## Document section

* * *

Building an electric motorcycle battery-swap network in Uganda
This article is an excerpt from The Charging Ahead – Accelerating e-mobility in Africa report by Powering Renewable Energy Opportunities.
Zembo, founded by Etienne Saint-Sernin and Daniel Dreher in 2018, is a startup selling electric boda bodas (motorcycle taxis) across Uganda. Drivers swap discharged batteries for fully charged batteries at one of 27 battery-swap stations operated by Zembo and pay for the energy consumed. Zembo has since expanded to 30 employees, spread across Lyon, France and Kampala, Uganda. The team has employed an additional 45 employees across its battery-swap stations who work as ‘battery swappers’.
Uganda has an estimated 700,000 motorcycle taxis and a green grid: 90% of Uganda’s national electricity generation is from hydropower. Uganda also does not subsidise the fossil fuel industry, which means high end-user prices allow the electric mobility market to be competitive. Leveraging this opportunity, Zembo aims to build, own and operate the nation’s largest swapping network while selling electric motorcycles.
Zembo’s business model
Zembo sells electric motorcycles on a pay-as-you-go basis to boda boda drivers and provides battery-as-a-service (BaaS) through a network of battery-swap stations. Zembo’s target customers are boda boda drivers, as the battery-swap model ensures higher savings for those who use the motorcycle more intensely – as well as higher revenues for Zembo’s swap stations. According to an environmental and social impact assessment by Zembo, regular Zembo drivers earn up to an additional US$7 per week, 50% more compared to internal combustion engine (ICE) motorcycle taxis.

* * *

(Dataset rows)
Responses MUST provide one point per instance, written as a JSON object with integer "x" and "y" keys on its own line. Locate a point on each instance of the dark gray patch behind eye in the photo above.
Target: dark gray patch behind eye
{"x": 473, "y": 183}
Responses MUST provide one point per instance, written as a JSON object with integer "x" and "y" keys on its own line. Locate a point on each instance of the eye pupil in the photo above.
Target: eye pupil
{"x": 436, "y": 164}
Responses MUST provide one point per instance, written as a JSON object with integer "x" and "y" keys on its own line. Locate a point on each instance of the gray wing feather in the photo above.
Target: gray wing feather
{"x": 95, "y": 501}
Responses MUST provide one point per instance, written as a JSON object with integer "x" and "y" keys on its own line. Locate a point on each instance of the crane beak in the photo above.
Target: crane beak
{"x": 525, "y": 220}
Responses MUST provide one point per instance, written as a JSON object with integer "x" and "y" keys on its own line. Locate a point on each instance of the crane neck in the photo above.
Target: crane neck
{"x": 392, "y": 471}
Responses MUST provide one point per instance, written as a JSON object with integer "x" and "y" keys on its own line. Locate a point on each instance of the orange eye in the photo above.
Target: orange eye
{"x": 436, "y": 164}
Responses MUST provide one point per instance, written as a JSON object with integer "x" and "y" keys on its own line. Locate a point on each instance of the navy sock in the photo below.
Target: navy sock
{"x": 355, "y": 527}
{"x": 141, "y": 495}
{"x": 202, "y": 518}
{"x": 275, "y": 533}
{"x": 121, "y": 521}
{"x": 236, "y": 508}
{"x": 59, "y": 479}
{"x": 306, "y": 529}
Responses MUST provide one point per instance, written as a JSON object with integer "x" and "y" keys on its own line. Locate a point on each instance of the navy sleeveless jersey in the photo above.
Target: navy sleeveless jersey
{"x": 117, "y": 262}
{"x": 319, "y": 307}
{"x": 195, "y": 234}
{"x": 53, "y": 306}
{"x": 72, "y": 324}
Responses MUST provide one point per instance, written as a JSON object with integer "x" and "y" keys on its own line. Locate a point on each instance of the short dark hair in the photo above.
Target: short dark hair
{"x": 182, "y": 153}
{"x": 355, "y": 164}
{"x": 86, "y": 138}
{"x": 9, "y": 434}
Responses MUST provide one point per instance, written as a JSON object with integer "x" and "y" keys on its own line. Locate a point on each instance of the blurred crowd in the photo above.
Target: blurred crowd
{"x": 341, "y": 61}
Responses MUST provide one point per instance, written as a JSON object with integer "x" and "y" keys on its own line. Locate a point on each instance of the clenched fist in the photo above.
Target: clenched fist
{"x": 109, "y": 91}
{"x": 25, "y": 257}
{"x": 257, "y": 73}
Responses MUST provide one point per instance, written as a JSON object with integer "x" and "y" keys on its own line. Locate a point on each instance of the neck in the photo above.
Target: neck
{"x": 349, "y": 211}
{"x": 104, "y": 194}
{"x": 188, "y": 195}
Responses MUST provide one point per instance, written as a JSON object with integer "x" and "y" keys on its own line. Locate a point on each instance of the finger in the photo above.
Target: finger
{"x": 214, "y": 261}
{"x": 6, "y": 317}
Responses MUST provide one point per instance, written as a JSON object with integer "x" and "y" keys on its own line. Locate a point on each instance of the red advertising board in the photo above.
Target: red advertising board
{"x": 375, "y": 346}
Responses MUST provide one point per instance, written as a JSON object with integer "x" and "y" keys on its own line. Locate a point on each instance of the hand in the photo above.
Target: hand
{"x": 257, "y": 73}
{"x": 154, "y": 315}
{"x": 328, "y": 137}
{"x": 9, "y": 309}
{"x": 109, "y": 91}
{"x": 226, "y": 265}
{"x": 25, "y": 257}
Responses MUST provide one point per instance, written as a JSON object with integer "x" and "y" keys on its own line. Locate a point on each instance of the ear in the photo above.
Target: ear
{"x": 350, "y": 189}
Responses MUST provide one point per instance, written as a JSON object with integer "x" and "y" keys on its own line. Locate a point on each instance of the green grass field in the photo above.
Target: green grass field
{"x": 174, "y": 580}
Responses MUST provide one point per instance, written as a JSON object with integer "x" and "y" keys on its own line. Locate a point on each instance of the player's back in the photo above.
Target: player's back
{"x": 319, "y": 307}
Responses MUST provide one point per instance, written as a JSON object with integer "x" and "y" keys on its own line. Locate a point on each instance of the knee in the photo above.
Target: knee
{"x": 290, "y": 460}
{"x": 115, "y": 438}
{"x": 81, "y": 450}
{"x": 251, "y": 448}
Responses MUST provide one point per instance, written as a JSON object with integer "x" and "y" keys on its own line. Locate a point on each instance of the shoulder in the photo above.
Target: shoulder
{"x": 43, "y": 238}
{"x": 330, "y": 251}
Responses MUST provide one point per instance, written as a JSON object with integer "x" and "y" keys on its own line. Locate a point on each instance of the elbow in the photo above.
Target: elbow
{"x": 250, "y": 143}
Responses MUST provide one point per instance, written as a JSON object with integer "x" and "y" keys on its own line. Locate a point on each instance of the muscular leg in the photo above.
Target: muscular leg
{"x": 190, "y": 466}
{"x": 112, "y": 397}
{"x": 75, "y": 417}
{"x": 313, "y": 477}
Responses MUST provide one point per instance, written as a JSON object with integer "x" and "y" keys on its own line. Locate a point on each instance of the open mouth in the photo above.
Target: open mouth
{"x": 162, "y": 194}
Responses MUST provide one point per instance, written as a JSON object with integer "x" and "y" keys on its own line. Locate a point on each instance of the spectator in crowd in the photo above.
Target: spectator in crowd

* * *

## Jobs
1 - Write out the passage of the article on Zembo's battery-swap network in Uganda from "Zembo, founded by" up to and including "as ‘battery swappers’.", without changing anything.
2 - Count the lines of the records that contain the string "open", treating case as significant. Give only the number.

## Answers for this exercise
1 -
Zembo, founded by Etienne Saint-Sernin and Daniel Dreher in 2018, is a startup selling electric boda bodas (motorcycle taxis) across Uganda. Drivers swap discharged batteries for fully charged batteries at one of 27 battery-swap stations operated by Zembo and pay for the energy consumed. Zembo has since expanded to 30 employees, spread across Lyon, France and Kampala, Uganda. The team has employed an additional 45 employees across its battery-swap stations who work as ‘battery swappers’.

2 - 2